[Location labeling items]
--- Begin ---
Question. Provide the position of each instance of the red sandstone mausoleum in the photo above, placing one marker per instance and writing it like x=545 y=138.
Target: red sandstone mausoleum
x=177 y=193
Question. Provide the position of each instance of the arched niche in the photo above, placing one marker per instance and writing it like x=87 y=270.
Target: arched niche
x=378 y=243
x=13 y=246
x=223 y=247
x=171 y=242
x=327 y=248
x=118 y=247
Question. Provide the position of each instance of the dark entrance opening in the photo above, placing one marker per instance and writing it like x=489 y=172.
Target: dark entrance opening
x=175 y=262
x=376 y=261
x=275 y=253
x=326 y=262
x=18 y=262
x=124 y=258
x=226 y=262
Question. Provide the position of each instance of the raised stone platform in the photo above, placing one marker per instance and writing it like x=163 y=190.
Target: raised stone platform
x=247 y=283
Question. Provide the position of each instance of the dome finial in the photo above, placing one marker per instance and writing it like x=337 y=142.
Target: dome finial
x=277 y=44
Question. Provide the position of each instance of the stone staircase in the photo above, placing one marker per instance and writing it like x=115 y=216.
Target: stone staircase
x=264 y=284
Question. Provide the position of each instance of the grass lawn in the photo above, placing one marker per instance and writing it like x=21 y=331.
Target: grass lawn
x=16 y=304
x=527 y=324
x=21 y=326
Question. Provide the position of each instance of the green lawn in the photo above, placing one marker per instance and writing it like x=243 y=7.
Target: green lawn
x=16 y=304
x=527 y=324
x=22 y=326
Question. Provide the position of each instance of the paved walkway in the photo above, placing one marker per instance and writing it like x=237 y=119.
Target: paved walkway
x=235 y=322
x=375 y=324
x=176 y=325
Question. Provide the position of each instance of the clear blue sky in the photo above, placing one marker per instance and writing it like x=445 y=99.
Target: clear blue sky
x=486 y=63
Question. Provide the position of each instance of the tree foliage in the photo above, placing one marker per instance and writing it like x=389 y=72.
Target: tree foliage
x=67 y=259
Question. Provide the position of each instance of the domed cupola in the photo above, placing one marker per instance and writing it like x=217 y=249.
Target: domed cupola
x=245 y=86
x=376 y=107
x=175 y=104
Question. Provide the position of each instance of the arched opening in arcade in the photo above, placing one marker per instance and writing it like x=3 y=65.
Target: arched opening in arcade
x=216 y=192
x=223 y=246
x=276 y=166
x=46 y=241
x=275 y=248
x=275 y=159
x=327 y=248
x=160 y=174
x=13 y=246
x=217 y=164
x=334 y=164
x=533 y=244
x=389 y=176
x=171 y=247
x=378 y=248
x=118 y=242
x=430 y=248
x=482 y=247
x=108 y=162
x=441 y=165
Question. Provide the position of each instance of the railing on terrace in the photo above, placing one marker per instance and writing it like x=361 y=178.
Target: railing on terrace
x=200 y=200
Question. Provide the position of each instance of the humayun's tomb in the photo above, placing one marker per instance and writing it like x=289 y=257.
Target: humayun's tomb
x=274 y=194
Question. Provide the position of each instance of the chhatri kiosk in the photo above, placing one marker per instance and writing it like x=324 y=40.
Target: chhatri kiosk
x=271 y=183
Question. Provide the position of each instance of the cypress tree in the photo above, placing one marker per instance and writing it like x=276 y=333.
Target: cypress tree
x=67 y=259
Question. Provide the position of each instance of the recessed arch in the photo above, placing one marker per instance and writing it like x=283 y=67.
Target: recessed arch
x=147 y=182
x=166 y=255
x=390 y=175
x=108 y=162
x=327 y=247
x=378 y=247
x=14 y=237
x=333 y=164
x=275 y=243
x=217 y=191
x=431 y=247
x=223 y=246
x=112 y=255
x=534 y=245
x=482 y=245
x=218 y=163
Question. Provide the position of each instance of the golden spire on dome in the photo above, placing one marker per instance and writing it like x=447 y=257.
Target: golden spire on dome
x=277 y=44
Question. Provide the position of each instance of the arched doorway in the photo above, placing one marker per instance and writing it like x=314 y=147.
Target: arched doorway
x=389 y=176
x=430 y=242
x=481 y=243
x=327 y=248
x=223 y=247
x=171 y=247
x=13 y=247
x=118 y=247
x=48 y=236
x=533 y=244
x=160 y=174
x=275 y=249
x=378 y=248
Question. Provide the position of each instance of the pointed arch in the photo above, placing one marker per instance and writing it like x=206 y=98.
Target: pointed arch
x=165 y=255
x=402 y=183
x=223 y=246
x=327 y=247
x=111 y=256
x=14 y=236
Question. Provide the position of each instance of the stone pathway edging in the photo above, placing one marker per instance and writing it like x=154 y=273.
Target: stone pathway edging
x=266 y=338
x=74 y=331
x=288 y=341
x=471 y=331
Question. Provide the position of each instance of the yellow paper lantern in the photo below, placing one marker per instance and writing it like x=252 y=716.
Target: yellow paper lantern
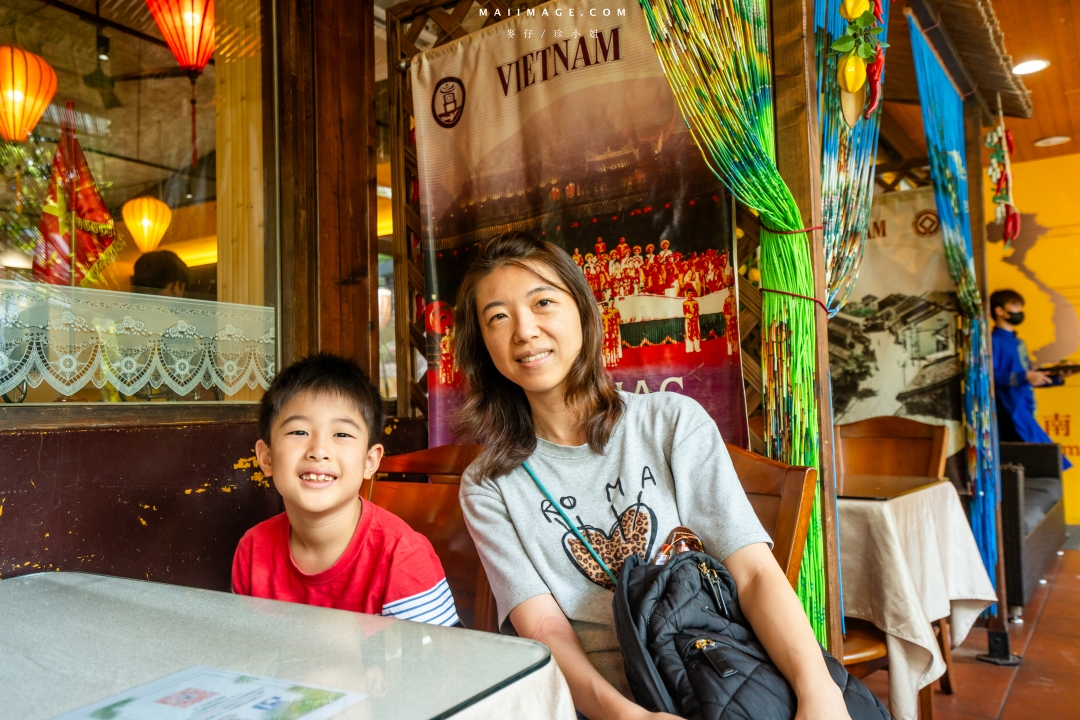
--- End ---
Exercise:
Format every line of the items above as a JSON list of strings, one string per line and no strings for blank lines. Leave the pictures out of the answer.

Result of this task:
[
  "Question. Provide the position of each instance of the red sandstone mausoleum in the photo above, placing one marker per instance and writing it like x=545 y=138.",
  "Target: red sandstone mausoleum",
  "x=177 y=193",
  "Question. Provide the position of each instance of the arched niche in the photo above, placing one marker per instance and writing it like x=87 y=270.",
  "Target: arched niche",
  "x=378 y=243",
  "x=13 y=246",
  "x=223 y=247",
  "x=171 y=242",
  "x=327 y=248",
  "x=118 y=247",
  "Question. Provide the position of each instance of the dark entrance opening in the photo above, placing one marker per instance and writing it like x=489 y=172.",
  "Target: dark entrance opening",
  "x=175 y=262",
  "x=376 y=261",
  "x=275 y=253",
  "x=326 y=262",
  "x=18 y=262",
  "x=124 y=258",
  "x=226 y=262",
  "Question. Provide the position of each instance of the raised stone platform in the photo above, placing one marker per instance and writing it like x=163 y=190.",
  "Target: raised stone platform",
  "x=247 y=283",
  "Question. Provide the position of each instance of the dome finial in the photo above, placing one marker per instance and writing it like x=337 y=142.",
  "Target: dome finial",
  "x=277 y=44",
  "Question. Provide the position of each instance of the stone staircase in the photo above, placing one marker per instance and writing it like x=115 y=216.",
  "Target: stone staircase",
  "x=264 y=284",
  "Question. Provide the position of each instance of the grass lawn in the photo above, placing one marker per instance and writing it like x=21 y=331.",
  "Target: grass lawn",
  "x=16 y=304",
  "x=527 y=324",
  "x=21 y=326",
  "Question. Provide the position of each instance of the green lawn in the photo above, placing one marker per instance and writing it like x=243 y=7.",
  "Target: green lawn",
  "x=16 y=304",
  "x=527 y=324",
  "x=22 y=326",
  "Question. Provide the position of each instance of the paved walkway in the photo above, placing one marker per instance and writing it like x=237 y=119.",
  "Target: paved walkway",
  "x=235 y=322",
  "x=375 y=324",
  "x=176 y=325",
  "Question. Provide the position of each instance of the clear blue sky in the photo above, placing one marker per instance and writing it like x=445 y=99.",
  "Target: clear blue sky",
  "x=486 y=63",
  "Question. Provide the position of each instance of the tree foliage in the photo above, placing one marker per instance and writing it like x=389 y=72.",
  "Target: tree foliage",
  "x=67 y=259",
  "Question. Provide the position of each instance of the domed cupola in the photo above, placing one marker per instance and writing it like x=217 y=249.",
  "Target: domed cupola",
  "x=245 y=86",
  "x=376 y=107",
  "x=175 y=104",
  "Question. Provide the position of each instance of the arched opening in arcade in the photo above, placing one marker per instance and writing it like x=3 y=65.",
  "Target: arched opening in arcade",
  "x=216 y=192",
  "x=223 y=246",
  "x=276 y=166",
  "x=46 y=241",
  "x=275 y=248",
  "x=275 y=159",
  "x=327 y=248",
  "x=160 y=174",
  "x=13 y=246",
  "x=217 y=164",
  "x=334 y=164",
  "x=533 y=244",
  "x=389 y=176",
  "x=171 y=247",
  "x=378 y=248",
  "x=118 y=242",
  "x=430 y=248",
  "x=482 y=247",
  "x=108 y=162",
  "x=441 y=165",
  "Question. Provide the position of each instance of the railing on terrace in the photo above, placing one marker per instance and writing it like x=361 y=178.",
  "Target: railing on terrace",
  "x=200 y=200",
  "Question. Provide the position of each instance of the humayun's tomb in the photo above, placing one marker per instance and writing it like x=289 y=257.",
  "Target: humayun's tomb",
  "x=274 y=194",
  "Question. Provide the position of each instance of the chhatri kiosk in the photo above, placing one marker per instance and writing it like x=324 y=40.",
  "Target: chhatri kiosk",
  "x=271 y=183",
  "Question. Provide the position of each instance of the cypress tree in the photo above, placing one marker per instance and writing it like x=276 y=333.",
  "Target: cypress tree",
  "x=67 y=259",
  "Question. Provide the position of each instance of the recessed arch in the photo above, placing one marker per instance and writing it like x=283 y=67.",
  "Target: recessed arch",
  "x=147 y=182",
  "x=166 y=255",
  "x=390 y=175",
  "x=108 y=162",
  "x=327 y=247",
  "x=378 y=247",
  "x=14 y=237",
  "x=333 y=164",
  "x=275 y=243",
  "x=217 y=191",
  "x=431 y=247",
  "x=223 y=246",
  "x=112 y=255",
  "x=534 y=245",
  "x=482 y=245",
  "x=218 y=163",
  "Question. Provide the position of each instance of the golden spire on dome in the photo above, placing one marker per instance and writing it like x=447 y=257.",
  "Target: golden spire on dome",
  "x=277 y=44",
  "Question. Provide the position of each instance of the arched doorway in the photo above, placing one marker per instance and writing it like x=314 y=147.",
  "Target: arched doorway",
  "x=389 y=176",
  "x=430 y=242",
  "x=481 y=243",
  "x=327 y=248",
  "x=223 y=247",
  "x=171 y=247",
  "x=13 y=247",
  "x=118 y=247",
  "x=48 y=236",
  "x=533 y=244",
  "x=160 y=174",
  "x=275 y=249",
  "x=378 y=248",
  "Question. Provide the position of each instance of the pointed arch in the photo above, placing one marker per instance and writing it like x=206 y=98.",
  "Target: pointed arch",
  "x=165 y=255",
  "x=402 y=183",
  "x=223 y=246",
  "x=327 y=247",
  "x=111 y=256",
  "x=14 y=236",
  "Question. Provide the position of each instance of the stone pathway edging in the photo above, placing one marker per instance and writing it like x=154 y=273.",
  "Target: stone pathway edging",
  "x=266 y=338",
  "x=74 y=331",
  "x=288 y=341",
  "x=471 y=331",
  "Question. Provide the position of each instance of the yellow paper lantern in the photo below, placing one marker per instance and writing it like x=252 y=716.",
  "Target: yellow paper lantern"
]